- Your objective
Leave out the pictures, then return the records word for word.
Given data section start
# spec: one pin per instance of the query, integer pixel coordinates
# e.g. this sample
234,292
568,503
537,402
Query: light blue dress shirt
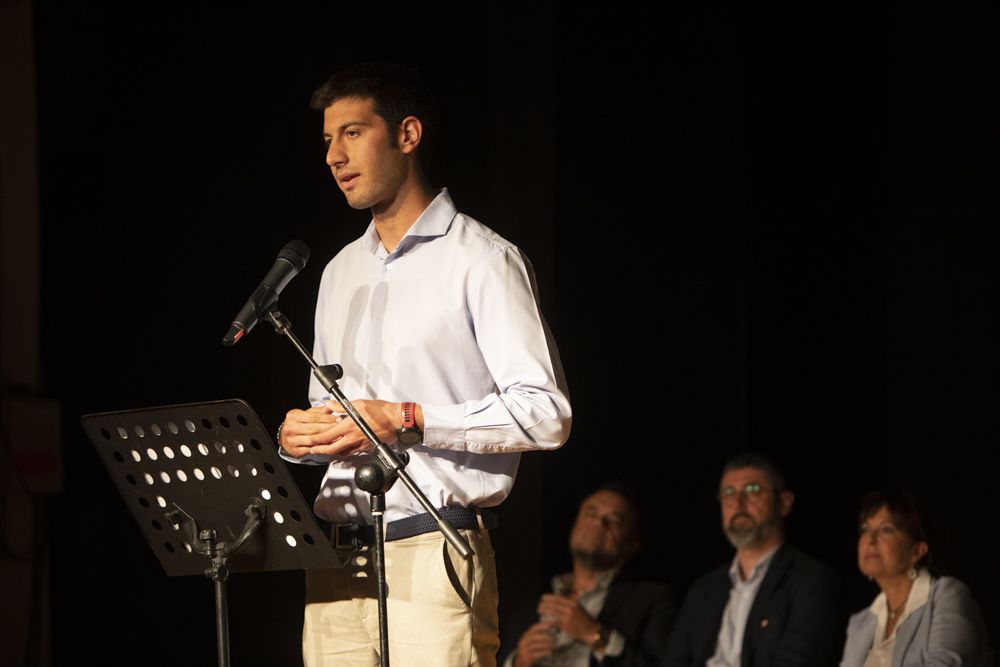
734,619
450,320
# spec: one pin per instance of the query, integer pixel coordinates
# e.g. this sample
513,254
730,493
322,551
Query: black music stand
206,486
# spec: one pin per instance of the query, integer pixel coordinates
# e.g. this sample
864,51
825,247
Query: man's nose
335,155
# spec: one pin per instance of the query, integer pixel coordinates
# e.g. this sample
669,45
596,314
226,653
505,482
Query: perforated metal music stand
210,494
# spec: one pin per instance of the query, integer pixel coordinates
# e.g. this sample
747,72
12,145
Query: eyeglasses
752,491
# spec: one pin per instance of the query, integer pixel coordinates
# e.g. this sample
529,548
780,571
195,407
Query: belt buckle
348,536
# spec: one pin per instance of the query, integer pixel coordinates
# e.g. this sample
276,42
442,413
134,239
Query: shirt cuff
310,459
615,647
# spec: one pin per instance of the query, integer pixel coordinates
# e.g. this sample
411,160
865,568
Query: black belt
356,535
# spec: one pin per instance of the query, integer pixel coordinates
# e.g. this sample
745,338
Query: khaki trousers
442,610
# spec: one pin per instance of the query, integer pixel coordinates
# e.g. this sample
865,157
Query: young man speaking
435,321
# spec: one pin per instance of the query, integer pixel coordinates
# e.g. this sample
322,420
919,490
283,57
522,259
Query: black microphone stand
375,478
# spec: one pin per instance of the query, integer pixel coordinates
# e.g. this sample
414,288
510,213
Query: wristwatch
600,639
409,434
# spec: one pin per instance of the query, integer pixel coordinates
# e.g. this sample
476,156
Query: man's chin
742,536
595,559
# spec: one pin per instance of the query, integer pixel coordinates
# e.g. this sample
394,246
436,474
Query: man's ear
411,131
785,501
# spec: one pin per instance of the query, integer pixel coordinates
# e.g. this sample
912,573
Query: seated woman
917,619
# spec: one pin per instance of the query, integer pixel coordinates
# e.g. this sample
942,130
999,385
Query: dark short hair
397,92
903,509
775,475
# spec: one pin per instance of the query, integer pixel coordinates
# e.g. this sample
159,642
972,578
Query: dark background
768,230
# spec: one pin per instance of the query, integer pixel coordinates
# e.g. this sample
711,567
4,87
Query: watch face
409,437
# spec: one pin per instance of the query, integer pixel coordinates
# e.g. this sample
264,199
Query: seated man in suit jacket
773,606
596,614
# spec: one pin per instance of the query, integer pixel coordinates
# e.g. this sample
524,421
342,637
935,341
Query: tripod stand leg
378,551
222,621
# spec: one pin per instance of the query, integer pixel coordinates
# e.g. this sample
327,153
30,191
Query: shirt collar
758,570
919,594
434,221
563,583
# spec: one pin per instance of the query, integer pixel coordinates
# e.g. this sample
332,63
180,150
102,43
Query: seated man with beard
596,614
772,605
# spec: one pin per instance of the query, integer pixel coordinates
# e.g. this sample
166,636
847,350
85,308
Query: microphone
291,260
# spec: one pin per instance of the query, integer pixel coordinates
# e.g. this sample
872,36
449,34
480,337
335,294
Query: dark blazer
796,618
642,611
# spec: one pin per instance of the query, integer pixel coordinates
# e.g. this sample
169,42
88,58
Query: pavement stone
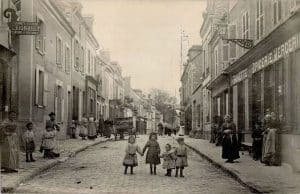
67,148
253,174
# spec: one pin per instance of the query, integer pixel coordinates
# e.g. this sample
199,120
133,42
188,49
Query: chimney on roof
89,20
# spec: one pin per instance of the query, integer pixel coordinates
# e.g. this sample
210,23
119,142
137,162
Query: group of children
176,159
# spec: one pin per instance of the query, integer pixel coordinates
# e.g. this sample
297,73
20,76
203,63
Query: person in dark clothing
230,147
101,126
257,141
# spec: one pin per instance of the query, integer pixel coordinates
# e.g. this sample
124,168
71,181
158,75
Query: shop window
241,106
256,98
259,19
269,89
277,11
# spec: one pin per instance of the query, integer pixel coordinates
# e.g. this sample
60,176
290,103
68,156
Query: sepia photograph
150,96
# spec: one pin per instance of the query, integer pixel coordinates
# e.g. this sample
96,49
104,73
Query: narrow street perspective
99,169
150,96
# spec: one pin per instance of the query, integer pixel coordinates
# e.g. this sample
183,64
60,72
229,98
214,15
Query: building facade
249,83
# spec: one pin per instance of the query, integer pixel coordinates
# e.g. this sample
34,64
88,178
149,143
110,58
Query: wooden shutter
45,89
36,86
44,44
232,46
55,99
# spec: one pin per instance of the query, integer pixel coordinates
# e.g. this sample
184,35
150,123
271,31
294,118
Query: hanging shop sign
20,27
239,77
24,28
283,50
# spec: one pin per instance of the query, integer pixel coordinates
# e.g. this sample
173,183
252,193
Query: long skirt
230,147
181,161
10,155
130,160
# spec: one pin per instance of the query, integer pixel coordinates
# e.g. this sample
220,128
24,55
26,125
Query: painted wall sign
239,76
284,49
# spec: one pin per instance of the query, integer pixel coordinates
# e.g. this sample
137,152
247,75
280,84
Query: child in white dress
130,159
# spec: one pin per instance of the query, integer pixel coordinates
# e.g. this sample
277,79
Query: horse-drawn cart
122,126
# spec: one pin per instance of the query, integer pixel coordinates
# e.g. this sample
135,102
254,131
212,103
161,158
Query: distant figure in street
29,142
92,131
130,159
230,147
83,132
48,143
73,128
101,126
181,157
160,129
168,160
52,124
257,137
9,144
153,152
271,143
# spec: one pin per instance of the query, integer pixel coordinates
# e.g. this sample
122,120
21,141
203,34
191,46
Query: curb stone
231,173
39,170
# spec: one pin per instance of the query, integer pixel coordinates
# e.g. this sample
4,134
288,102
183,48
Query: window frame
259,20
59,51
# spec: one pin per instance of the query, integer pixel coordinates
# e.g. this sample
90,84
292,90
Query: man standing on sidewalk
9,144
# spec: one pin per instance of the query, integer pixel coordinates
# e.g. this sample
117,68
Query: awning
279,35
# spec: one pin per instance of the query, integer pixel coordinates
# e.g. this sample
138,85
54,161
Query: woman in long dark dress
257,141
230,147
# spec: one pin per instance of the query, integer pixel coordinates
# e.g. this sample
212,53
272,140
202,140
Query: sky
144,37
Given data section end
- Response below
# spec: one pin per instance of the query, integer pixel coordinates
# e.g. this sample
234,292
568,503
537,402
Query: light blue dress shirt
734,619
450,320
# spec: one pin per instance of the query, integer pixel coordinates
# e.g. this sample
513,254
730,493
322,551
Query: black music stand
206,486
# spec: one pin per instance of the query, integer pixel coordinates
# e.g. this sample
864,51
825,247
Query: man's nose
335,155
# spec: one pin per instance of the query, integer pixel coordinates
# e.g. this sample
669,45
596,314
226,653
505,482
Query: perforated metal music stand
210,494
# spec: one pin per instance of the query, integer pixel coordinates
# e.g. this sample
747,72
12,145
Query: eyeglasses
752,491
# spec: one pin per instance of the query, integer pixel coordinates
# e.g. this sample
529,548
780,571
195,407
Query: belt buckle
348,536
# spec: one pin per instance of the query, integer pixel coordinates
# e.g. this sample
276,42
442,413
134,239
Query: shirt cuff
310,459
615,647
# spec: one pin per instance of the query, integer pixel coordinates
# e.g. this sample
411,160
865,568
Query: black belt
356,535
# spec: one pin per instance of the query, integer pixel coordinates
# e.g. this sample
745,338
Query: khaki trousers
442,610
# spec: one pin per instance of the query, integer pixel coordinates
# e.g. this sample
865,157
Query: young man speaking
435,321
# spec: one pin per instance of the query, integer pixel coordinates
# e.g. this sample
322,420
919,490
283,57
522,259
Query: black microphone stand
375,478
# spec: one pin per instance of the query, integer pixel coordinates
# e.g. this sample
414,288
510,213
Query: wristwatch
600,639
409,434
# spec: one pin per instance of the query, integer pixel coordinates
# e.g. this sample
476,156
Query: man's chin
742,536
595,559
# spec: one pin per instance of the query, integer pixel coordinates
# e.g. this sample
394,246
436,474
Query: man's ear
411,131
785,501
# spec: one pin per instance of the query, integer pixel coordinates
# e.g. this sample
912,573
Query: seated woman
917,619
# spec: one pin per instance of the query, integer pixel coordinates
# e.g. this sample
942,130
999,385
Query: dark short hair
397,92
903,509
775,475
# spec: one pin per instance of the query, integer pixel coordinates
# e.g. this sample
159,642
972,578
Query: dark background
768,230
# spec: one pin per instance of the query, integer pixel coordinates
# e.g. this sample
711,567
4,87
Query: watch face
409,437
# spec: one pin per instance of the query, integer pixel coordinates
# e.g. this sample
264,199
Query: seated man in suit jacket
773,606
596,614
# spec: one pin per instance of the query, integer pixel coordinates
# e.g. this sample
524,421
342,637
935,341
Query: tripod stand leg
378,551
222,621
# spec: one pin per instance of the query, integer pixel coordinates
# e.g. this sample
327,153
30,191
Query: shirt collar
758,570
919,594
434,221
563,583
# spec: one pin per instance of the query, integer pixel coordinates
# e.g. this sample
332,63
180,150
102,43
Query: seated man with beard
596,614
772,605
# spec: one pin per instance of the query, integer pixel coordinates
# e.g. this sample
166,636
847,350
85,308
Query: microphone
291,260
# spec: one pin per instance of the query, integer pixel coordinates
# e.g. this sample
872,36
449,34
480,337
335,294
Query: dark blazer
796,618
642,611
# spec: one pin per instance of the query, integer pixel coordinates
# e.g. this sample
169,42
88,58
Query: pavement stone
67,148
253,174
# spec: one pin per instance of the query, integer pixel coordinates
# e.g. this sample
199,120
133,42
188,49
Query: chimney on roof
89,20
# spec: one pin per instance of the query, integer pixel coordinates
# e.g. this sample
210,23
119,142
137,162
Query: group of children
176,159
# spec: one pin per instance of the query, integer pixel coordinates
# e.g. this sample
297,73
20,76
203,63
Query: person in dark clothing
230,147
101,126
257,141
# spec: one pin per instance of the query, integer pixel coordinates
# e.g. this sample
124,168
71,181
158,75
Query: shop window
241,106
256,98
259,19
269,89
277,11
# spec: one pin per instance of the query, integer pixel coordinates
# e.g. this sample
60,176
290,103
68,156
Query: sepia photograph
150,96
# spec: one pin per instance of the query, integer pixel coordinates
# e.g. this sample
96,49
104,73
Query: narrow street perspective
99,169
150,96
# spec: one pin per instance of the query, integer pixel coordinates
# e.g. this sample
183,64
60,72
229,98
214,15
Query: building facade
249,83
# spec: one pin per instance of the query, integer pixel coordinates
# e.g. this sample
34,64
88,178
149,143
110,58
Query: wooden shutter
45,89
36,86
44,44
232,46
55,99
# spec: one pin per instance of the query, integer pixel coordinates
# e.g. this sample
184,35
150,123
271,31
294,118
Query: hanging shop sign
20,27
239,77
24,28
283,50
# spec: one pin per instance of the query, integer pixel coordinates
# e.g. this sample
173,183
252,193
Query: long skirt
230,147
181,161
10,155
130,160
# spec: one pin per instance of the query, integer pixel coordinates
# e.g. this sample
220,128
24,55
26,125
Query: painted wall sign
239,76
284,49
# spec: one pin per instance of the query, integer pixel coordinates
# e.g. this sample
137,152
247,75
280,84
Query: child in white dress
130,159
# spec: one pin per instance of the query, integer pixel coordinates
# e.g. this sample
277,79
Query: horse-drawn cart
122,126
# spec: one pin per instance of the query, integer pixel coordinates
# e.g. this sample
135,102
254,131
212,103
161,158
Query: distant figure in street
29,142
92,131
130,159
230,147
83,132
48,143
73,128
101,126
181,157
160,129
168,160
52,124
257,137
9,144
153,152
271,143
# spec: one pin per instance of the query, integer pixel coordinates
# e.g. this sample
122,120
21,141
203,34
191,46
Query: curb stone
231,173
39,170
# spec: one pin per instance of the query, integer pixel coordinates
# e.g. this sample
4,134
288,102
183,48
Query: window frame
259,20
59,51
# spec: one pin per instance of the query, integer pixel coordinates
# e.g. this sample
90,84
292,90
Query: man standing on sidewalk
9,144
# spec: one pin per instance of the query, integer pixel coordinates
# e.g. this sample
117,68
Query: awning
279,35
# spec: one pin per instance of the query, integer pixel coordinates
# e.g. this sample
138,85
54,161
Query: woman in long dark dress
257,141
230,147
# spec: one pin per instance of the query, integer pixel coordinates
# e.g. this sample
212,53
272,140
202,140
Query: sky
144,37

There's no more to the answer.